#### YOUR TASK
Gather every line in the entries below that contains the word "wearing", and copy each one out.

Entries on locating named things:
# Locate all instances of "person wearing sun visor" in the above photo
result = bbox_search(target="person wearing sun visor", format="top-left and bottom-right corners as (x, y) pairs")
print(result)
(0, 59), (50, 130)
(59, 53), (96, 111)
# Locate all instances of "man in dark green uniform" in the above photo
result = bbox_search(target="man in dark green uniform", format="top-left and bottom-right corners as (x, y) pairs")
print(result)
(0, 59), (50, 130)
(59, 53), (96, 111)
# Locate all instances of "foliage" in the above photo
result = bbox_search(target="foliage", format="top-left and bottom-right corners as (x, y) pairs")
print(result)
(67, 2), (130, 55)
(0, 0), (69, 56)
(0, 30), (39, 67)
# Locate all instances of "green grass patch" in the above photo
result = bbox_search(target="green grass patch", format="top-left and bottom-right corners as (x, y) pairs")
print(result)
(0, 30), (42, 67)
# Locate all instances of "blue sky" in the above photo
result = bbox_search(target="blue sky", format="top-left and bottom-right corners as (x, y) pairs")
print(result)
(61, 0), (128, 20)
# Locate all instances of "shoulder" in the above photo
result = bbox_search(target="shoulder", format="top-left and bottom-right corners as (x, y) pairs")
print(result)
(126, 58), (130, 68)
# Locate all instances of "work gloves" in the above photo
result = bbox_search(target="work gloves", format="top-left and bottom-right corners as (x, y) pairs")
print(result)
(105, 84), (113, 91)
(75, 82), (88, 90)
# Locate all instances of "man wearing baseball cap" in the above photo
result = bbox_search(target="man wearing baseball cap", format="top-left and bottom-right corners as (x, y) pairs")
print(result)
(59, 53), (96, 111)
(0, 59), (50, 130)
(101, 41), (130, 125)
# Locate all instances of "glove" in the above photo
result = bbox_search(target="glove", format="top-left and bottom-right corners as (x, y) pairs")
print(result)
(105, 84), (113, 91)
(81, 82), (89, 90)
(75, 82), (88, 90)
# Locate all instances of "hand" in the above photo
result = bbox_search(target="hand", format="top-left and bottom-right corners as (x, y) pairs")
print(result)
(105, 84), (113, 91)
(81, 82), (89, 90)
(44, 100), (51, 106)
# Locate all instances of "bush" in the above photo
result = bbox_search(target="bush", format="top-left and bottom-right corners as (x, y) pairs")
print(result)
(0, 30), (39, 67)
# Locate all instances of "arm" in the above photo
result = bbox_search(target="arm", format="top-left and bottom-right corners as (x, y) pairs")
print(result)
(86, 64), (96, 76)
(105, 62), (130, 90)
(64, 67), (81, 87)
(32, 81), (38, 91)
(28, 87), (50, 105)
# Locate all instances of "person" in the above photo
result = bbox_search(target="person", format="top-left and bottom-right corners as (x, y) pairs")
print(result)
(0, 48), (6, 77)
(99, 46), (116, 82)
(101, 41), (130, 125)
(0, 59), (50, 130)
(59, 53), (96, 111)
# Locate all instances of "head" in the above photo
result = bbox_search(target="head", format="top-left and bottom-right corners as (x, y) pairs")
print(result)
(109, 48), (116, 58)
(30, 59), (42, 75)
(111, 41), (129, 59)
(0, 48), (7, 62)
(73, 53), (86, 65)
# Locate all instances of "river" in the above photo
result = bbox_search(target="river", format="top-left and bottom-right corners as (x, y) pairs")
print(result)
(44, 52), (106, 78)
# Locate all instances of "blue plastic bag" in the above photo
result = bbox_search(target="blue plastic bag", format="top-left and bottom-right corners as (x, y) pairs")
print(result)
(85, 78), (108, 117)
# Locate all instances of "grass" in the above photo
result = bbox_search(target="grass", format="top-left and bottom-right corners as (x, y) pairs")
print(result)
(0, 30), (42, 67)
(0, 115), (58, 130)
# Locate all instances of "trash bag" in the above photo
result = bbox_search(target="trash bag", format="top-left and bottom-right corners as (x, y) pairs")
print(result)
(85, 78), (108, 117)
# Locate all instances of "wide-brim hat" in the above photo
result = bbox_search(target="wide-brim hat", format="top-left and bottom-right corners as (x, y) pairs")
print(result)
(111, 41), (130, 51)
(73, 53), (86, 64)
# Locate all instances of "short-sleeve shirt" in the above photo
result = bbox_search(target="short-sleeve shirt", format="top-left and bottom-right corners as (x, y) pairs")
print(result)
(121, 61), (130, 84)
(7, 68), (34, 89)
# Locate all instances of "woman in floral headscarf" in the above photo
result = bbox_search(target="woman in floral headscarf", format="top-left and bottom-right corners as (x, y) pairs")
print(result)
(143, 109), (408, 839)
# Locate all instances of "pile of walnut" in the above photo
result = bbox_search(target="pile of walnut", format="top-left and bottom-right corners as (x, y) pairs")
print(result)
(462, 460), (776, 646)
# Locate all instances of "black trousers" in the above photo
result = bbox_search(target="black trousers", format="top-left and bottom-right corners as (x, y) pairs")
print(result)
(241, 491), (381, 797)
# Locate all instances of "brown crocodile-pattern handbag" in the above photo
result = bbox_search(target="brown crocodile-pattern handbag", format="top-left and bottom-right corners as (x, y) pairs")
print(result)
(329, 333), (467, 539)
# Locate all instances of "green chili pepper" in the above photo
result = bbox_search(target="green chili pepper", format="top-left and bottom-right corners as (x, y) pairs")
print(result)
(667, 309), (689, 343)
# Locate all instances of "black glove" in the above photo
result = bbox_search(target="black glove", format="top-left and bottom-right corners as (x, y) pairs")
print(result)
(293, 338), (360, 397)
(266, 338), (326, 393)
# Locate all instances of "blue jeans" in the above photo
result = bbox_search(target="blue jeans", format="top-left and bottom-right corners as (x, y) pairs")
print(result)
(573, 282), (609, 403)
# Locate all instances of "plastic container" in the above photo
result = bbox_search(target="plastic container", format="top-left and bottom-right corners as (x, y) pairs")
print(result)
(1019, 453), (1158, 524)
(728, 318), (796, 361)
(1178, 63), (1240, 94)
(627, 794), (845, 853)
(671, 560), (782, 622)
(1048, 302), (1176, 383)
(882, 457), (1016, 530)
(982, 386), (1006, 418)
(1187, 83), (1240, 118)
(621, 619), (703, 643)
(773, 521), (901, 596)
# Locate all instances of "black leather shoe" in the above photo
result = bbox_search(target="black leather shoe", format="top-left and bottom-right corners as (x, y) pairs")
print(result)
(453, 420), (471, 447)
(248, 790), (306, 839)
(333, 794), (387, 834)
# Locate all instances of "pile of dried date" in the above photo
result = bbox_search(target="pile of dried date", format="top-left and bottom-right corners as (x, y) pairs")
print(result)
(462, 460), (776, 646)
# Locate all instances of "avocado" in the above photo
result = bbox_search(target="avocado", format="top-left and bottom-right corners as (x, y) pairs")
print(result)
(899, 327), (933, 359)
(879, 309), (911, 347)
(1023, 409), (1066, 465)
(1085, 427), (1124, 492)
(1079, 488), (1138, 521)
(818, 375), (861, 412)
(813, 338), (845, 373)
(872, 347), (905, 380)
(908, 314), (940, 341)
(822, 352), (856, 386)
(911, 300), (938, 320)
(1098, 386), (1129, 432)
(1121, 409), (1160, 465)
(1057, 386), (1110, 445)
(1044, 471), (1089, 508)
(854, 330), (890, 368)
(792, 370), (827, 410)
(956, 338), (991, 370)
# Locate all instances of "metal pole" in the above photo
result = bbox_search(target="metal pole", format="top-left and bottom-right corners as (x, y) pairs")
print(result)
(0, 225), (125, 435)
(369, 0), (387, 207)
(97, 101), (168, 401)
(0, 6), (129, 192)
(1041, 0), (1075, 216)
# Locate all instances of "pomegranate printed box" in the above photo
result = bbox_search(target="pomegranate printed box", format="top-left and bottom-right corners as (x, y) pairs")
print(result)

#### EXPECTED ANSWER
# Locate all instances of "person wearing sun visor" in the above photo
result = bbox_search(target="person wearing sun visor", format="top-left and bottom-right corners as (x, y) pairs")
# Locate all instances of "man wearing baseball cap" in the above photo
result = bbox_search(target="man wearing baseball cap", format="top-left and bottom-right corners as (x, y) pairs")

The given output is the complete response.